> _YOUR TASK_: Please duplicate the review of In Viriconium word for word, starting with "If The Pastel" and going on through "with the other.".

> _TEXT EXCERPT_:
'''

If The Pastel City is a work of classic fantasy and A Storm of Wings a piece of brooding surrealism, then In Viriconium must be magic realism—or at least somewhere in the neighborhood. The overall story is largely realist in tone (setting, character, etc.), however, there are more than enough tweaks, twists, and scenes of implausibility that not all can be considered concrete. Artists, astronomers, buffoons, fortune tellers, and poets abound, the novel is a superbly written piece of literary fantasy that brings Viriconium ever closer to the real world with one hand, pushing it away with the other.
The story is of Ashlyme, a portrait painter who lives in the High city but is madly in love with Audsley King, another painter who lives in the artists’ quarters of the Low city. At the start of the short novel, a disease is sweeping through the Low. Neighborhoods and communities are routinely closed to the general public and Ashlyme fears his beloved Auldsley, who refuses to leave the Low, will soon be cut off from his affections. Hired by the dwarf the Grand Cairo to paint the little man’s portrait, the two strike upon a plan to rescue Auldsley from the Low in their evenings together. Their mini-cabal, however, forgets to account for a few details.

'''

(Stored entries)
'''

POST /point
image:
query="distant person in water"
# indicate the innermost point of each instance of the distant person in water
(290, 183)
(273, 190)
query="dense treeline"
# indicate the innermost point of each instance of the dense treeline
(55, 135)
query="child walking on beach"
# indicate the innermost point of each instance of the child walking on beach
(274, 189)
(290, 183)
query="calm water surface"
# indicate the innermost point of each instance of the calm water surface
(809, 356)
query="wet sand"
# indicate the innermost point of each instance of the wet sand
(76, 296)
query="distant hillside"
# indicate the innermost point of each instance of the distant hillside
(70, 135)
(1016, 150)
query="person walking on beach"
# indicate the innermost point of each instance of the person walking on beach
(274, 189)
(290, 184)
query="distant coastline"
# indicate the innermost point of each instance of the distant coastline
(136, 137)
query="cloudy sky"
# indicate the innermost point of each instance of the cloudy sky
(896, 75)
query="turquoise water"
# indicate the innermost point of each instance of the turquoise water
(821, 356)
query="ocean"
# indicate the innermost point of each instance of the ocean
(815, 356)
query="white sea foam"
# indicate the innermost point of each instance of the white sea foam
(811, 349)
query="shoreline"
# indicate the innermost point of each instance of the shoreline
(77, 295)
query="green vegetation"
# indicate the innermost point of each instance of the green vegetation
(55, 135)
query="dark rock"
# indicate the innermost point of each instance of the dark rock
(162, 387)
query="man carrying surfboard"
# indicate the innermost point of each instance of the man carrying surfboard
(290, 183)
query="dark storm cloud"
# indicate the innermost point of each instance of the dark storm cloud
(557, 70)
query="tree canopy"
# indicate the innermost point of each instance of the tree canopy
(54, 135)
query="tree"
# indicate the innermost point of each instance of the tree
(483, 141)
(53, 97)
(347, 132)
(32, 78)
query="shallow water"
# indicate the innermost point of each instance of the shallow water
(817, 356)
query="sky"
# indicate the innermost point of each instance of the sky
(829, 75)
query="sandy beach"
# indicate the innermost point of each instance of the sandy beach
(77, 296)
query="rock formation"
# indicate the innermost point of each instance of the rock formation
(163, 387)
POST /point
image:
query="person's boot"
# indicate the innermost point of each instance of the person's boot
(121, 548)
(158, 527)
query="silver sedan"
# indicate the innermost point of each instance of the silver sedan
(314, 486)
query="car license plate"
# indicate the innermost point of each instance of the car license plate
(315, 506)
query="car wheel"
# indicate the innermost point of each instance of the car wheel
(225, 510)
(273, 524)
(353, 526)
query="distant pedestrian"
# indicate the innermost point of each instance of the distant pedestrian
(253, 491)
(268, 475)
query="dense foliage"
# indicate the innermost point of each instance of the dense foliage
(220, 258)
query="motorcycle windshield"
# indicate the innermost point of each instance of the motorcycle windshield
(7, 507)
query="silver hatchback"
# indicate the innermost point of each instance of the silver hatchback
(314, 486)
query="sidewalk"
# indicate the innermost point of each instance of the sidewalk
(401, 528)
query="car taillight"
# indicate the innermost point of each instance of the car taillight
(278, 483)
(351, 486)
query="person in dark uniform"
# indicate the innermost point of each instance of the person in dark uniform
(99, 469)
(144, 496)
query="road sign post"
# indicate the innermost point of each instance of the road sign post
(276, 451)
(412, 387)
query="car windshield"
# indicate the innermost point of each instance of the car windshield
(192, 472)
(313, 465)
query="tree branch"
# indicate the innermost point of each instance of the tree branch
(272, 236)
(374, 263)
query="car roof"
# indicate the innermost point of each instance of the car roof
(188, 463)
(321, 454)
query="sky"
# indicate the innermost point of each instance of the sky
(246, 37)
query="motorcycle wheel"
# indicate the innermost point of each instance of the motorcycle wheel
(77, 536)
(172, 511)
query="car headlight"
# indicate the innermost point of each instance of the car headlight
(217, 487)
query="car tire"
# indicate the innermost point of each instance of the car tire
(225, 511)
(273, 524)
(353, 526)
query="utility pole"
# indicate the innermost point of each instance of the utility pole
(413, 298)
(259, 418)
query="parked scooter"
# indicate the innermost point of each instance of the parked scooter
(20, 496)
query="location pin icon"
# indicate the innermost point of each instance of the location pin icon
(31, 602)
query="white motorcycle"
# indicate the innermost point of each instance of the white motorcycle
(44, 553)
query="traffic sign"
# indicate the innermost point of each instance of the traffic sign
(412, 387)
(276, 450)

'''

> _TASK ANSWER_:
If The Pastel City is a work of classic fantasy and A Storm of Wings a piece of brooding surrealism, then In Viriconium must be magic realism—or at least somewhere in the neighborhood. The overall story is largely realist in tone (setting, character, etc.), however, there are more than enough tweaks, twists, and scenes of implausibility that not all can be considered concrete. Artists, astronomers, buffoons, fortune tellers, and poets abound, the novel is a superbly written piece of literary fantasy that brings Viriconium ever closer to the real world with one hand, pushing it away with the other.